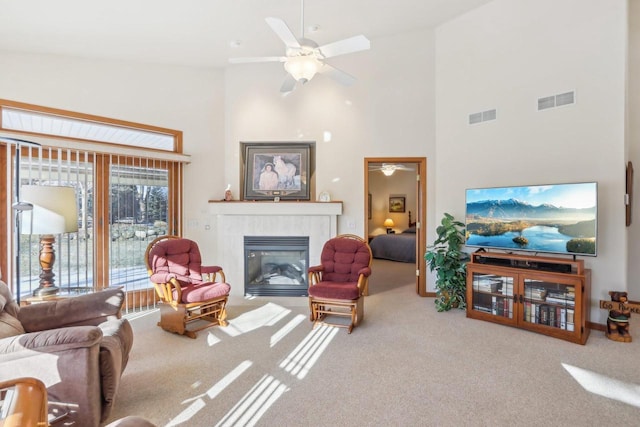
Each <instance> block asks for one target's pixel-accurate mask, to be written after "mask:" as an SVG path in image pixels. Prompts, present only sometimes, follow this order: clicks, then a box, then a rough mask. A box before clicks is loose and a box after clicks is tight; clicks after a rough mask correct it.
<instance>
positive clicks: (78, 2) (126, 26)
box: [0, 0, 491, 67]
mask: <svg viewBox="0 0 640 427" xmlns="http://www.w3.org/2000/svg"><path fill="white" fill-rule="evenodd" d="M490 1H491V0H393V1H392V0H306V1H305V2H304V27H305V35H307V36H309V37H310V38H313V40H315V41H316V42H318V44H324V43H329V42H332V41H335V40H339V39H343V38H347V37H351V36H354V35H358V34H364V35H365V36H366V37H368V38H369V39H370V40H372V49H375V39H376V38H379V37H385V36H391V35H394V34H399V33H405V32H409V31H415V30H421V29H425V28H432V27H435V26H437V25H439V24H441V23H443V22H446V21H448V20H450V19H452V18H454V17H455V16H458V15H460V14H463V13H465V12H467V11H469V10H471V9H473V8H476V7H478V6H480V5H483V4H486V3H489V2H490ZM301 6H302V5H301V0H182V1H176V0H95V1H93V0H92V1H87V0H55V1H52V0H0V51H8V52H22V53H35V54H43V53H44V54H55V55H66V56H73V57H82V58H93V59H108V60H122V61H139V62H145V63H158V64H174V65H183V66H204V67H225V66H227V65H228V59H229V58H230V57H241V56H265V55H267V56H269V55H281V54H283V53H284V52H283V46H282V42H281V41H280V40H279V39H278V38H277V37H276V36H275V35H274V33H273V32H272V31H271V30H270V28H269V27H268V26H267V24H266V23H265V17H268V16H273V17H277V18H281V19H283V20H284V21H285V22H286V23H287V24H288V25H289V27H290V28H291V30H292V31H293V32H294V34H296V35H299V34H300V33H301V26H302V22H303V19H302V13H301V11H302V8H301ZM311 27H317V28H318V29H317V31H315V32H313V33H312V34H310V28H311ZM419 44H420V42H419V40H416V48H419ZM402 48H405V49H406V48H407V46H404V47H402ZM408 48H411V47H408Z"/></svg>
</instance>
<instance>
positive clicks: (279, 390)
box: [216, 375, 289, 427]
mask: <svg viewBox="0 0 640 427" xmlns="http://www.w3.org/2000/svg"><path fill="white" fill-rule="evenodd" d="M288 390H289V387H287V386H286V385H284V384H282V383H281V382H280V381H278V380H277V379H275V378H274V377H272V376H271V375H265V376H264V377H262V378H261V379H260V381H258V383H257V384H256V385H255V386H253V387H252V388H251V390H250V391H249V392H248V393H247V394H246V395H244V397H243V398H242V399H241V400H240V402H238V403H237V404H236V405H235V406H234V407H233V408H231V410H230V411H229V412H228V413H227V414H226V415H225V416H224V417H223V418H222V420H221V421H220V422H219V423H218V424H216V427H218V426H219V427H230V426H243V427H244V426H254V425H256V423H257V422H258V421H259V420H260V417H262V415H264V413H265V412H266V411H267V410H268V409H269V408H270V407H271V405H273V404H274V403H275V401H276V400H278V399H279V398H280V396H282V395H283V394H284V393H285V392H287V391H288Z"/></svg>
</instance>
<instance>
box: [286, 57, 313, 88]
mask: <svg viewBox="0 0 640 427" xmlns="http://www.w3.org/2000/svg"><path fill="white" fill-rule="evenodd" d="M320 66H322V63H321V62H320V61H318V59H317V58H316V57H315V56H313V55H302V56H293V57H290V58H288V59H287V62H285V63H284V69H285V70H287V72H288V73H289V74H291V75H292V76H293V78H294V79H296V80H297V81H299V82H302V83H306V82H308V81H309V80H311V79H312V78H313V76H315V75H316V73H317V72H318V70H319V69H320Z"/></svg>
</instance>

**Aim of the exercise**:
Reproduce the listing above verbatim, from the first line through the last closing tag, omitting the picture.

**Answer to this task**:
Each <instance> block asks for one target's pixel-accurate mask, to be written after "mask:" as an SVG path in image pixels. Prompts, present only sometimes, follow this order: clicks, then a box, then a rough mask. A box before clicks is loose and a box after clicks is tight; clicks after a rough mask correct it.
<instance>
positive clicks: (78, 2) (126, 26)
box: [0, 0, 491, 67]
mask: <svg viewBox="0 0 640 427" xmlns="http://www.w3.org/2000/svg"><path fill="white" fill-rule="evenodd" d="M490 1H491V0H393V1H392V0H306V1H305V2H304V27H305V35H307V36H309V37H310V38H313V40H315V41H316V42H318V44H324V43H329V42H332V41H335V40H339V39H343V38H347V37H351V36H354V35H358V34H364V35H365V36H366V37H368V38H369V39H370V40H372V49H375V39H376V38H379V37H385V36H391V35H394V34H399V33H405V32H409V31H415V30H421V29H425V28H432V27H435V26H437V25H439V24H441V23H443V22H446V21H448V20H450V19H452V18H454V17H455V16H458V15H460V14H463V13H465V12H467V11H469V10H471V9H473V8H476V7H478V6H480V5H483V4H486V3H489V2H490ZM301 6H302V5H301V0H182V1H176V0H95V1H93V0H92V1H87V0H55V1H52V0H0V51H8V52H22V53H35V54H43V53H44V54H55V55H66V56H73V57H82V58H93V59H108V60H122V61H139V62H145V63H158V64H174V65H183V66H204V67H225V66H227V65H228V59H229V58H230V57H241V56H265V55H267V56H269V55H281V54H283V53H284V52H283V46H282V42H281V41H280V40H279V39H278V38H277V37H276V36H275V35H274V33H273V32H272V31H271V30H270V28H269V27H268V26H267V24H266V23H265V17H268V16H273V17H277V18H281V19H283V20H284V21H285V22H286V23H287V24H288V25H289V27H290V28H291V30H292V31H293V32H294V34H296V35H299V34H300V33H301V26H302V22H303V19H302V13H301V11H302V8H301ZM311 27H317V28H318V29H317V31H315V32H313V33H312V34H310V28H311ZM419 44H420V42H419V40H416V48H419ZM402 48H405V49H406V48H407V46H404V47H402ZM408 48H411V47H408Z"/></svg>
</instance>
<instance>
positive clicks: (279, 390)
box: [216, 375, 289, 427]
mask: <svg viewBox="0 0 640 427" xmlns="http://www.w3.org/2000/svg"><path fill="white" fill-rule="evenodd" d="M288 390H289V387H287V386H286V385H284V384H282V383H281V382H280V381H278V380H277V379H275V378H274V377H272V376H271V375H265V376H264V377H262V378H261V379H260V381H258V383H257V384H256V385H255V386H253V387H252V388H251V390H250V391H249V392H248V393H247V394H246V395H244V397H243V398H242V399H241V400H240V402H238V403H237V404H236V405H235V406H234V407H233V408H231V410H230V411H229V412H228V413H227V414H226V415H225V416H224V417H223V418H222V420H221V421H220V422H219V423H218V424H216V427H218V426H219V427H230V426H243V427H244V426H254V425H256V423H257V422H258V421H259V420H260V417H262V415H264V413H265V412H266V411H267V410H268V409H269V408H270V407H271V405H273V404H274V403H275V401H276V400H278V399H279V398H280V396H282V395H283V394H284V393H285V392H287V391H288Z"/></svg>
</instance>
<instance>
box: [286, 57, 313, 88]
mask: <svg viewBox="0 0 640 427" xmlns="http://www.w3.org/2000/svg"><path fill="white" fill-rule="evenodd" d="M320 66H322V63H321V62H320V61H318V59H317V58H316V57H315V56H313V55H302V56H293V57H290V58H288V59H287V62H285V63H284V69H285V70H287V72H288V73H289V74H291V75H292V76H293V78H294V79H296V80H297V81H299V82H302V83H306V82H308V81H309V80H311V79H312V78H313V76H315V75H316V73H317V72H318V70H319V69H320Z"/></svg>
</instance>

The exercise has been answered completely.